• Record extracts:
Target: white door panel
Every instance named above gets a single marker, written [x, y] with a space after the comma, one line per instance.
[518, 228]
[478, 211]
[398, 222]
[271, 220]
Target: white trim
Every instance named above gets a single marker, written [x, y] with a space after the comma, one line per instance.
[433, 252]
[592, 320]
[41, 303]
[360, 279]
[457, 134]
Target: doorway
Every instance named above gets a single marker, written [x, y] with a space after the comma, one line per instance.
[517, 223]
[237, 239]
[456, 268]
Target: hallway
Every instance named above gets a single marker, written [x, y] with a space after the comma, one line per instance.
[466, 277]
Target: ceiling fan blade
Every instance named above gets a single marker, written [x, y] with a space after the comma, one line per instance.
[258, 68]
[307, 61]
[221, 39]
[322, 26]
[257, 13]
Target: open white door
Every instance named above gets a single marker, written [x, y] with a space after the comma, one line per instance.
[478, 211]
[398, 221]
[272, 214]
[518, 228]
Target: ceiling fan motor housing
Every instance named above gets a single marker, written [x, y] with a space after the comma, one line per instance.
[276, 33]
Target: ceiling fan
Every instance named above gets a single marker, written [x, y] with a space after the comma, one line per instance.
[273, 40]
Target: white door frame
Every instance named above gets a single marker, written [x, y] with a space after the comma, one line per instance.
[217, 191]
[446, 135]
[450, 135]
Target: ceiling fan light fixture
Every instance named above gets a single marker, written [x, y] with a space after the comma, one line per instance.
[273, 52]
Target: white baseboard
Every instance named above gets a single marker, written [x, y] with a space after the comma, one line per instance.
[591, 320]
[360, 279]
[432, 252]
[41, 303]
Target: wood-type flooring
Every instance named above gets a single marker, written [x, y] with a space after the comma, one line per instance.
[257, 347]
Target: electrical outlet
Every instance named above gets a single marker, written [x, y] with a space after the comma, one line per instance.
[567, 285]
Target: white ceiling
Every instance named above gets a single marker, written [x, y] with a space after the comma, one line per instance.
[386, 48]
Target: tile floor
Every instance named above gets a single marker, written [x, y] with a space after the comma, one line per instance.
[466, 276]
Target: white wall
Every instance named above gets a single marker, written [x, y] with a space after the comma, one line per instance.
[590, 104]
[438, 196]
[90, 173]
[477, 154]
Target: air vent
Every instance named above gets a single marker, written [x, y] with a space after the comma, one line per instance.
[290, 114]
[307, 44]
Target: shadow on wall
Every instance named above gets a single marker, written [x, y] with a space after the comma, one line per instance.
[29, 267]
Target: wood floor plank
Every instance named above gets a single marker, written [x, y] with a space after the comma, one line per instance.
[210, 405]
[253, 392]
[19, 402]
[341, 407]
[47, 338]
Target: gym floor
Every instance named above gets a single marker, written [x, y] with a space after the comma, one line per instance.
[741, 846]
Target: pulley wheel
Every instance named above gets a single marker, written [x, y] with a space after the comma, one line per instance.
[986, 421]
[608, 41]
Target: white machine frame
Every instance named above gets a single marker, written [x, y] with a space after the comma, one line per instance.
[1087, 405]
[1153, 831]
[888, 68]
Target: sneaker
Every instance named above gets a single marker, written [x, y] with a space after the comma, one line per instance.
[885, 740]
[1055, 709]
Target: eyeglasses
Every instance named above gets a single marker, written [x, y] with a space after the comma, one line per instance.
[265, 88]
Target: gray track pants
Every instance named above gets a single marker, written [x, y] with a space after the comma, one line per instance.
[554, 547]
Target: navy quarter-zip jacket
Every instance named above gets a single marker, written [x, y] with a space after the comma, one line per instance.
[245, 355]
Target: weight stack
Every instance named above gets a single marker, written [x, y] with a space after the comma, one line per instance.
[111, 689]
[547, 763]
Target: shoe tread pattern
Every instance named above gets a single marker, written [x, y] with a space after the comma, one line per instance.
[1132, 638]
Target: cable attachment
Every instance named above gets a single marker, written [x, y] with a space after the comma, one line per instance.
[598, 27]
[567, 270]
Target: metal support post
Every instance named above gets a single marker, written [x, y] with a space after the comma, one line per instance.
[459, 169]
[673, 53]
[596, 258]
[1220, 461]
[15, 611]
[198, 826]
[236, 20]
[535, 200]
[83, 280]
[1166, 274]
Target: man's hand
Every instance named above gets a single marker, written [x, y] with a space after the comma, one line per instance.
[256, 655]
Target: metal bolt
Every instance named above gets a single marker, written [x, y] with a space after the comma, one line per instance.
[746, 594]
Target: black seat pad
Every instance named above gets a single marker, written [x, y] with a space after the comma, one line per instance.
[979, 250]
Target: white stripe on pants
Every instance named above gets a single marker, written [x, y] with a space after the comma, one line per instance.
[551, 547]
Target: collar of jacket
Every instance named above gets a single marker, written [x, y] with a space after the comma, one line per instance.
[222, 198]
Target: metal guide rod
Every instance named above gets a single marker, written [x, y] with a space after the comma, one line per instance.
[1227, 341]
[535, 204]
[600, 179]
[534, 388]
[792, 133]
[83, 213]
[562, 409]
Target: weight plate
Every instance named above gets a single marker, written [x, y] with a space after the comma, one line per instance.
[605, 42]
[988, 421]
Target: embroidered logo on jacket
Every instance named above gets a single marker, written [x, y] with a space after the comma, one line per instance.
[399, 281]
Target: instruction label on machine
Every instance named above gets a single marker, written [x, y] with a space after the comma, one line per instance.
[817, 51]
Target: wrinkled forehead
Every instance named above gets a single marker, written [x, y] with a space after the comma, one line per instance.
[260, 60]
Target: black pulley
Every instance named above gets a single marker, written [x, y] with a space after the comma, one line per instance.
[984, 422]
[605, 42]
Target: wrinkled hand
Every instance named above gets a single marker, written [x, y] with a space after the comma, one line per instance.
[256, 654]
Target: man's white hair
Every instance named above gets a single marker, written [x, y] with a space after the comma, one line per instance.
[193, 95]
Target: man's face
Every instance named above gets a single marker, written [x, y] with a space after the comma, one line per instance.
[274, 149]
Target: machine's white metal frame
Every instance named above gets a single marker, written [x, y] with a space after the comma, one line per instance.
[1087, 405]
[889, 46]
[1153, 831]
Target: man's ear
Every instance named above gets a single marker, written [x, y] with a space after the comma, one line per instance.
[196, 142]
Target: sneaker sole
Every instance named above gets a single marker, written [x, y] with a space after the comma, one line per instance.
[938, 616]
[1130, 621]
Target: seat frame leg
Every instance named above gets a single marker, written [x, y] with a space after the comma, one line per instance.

• Task objective: Everything from the line containing "Target: white machine frame" through the line containing "Target: eyeglasses" in the material above should be retyped exactly, both ends included, and nothing more.

• Result below:
Target: white machine frame
Every instance named above gets a single marker, written [x, y] with a space after the comma, one line per instance.
[1087, 405]
[1153, 831]
[888, 68]
Target: sneaker
Every instance named above gets a single marker, written [x, y] with a space after the comma, one line per instance.
[885, 740]
[1055, 709]
Target: eyeglasses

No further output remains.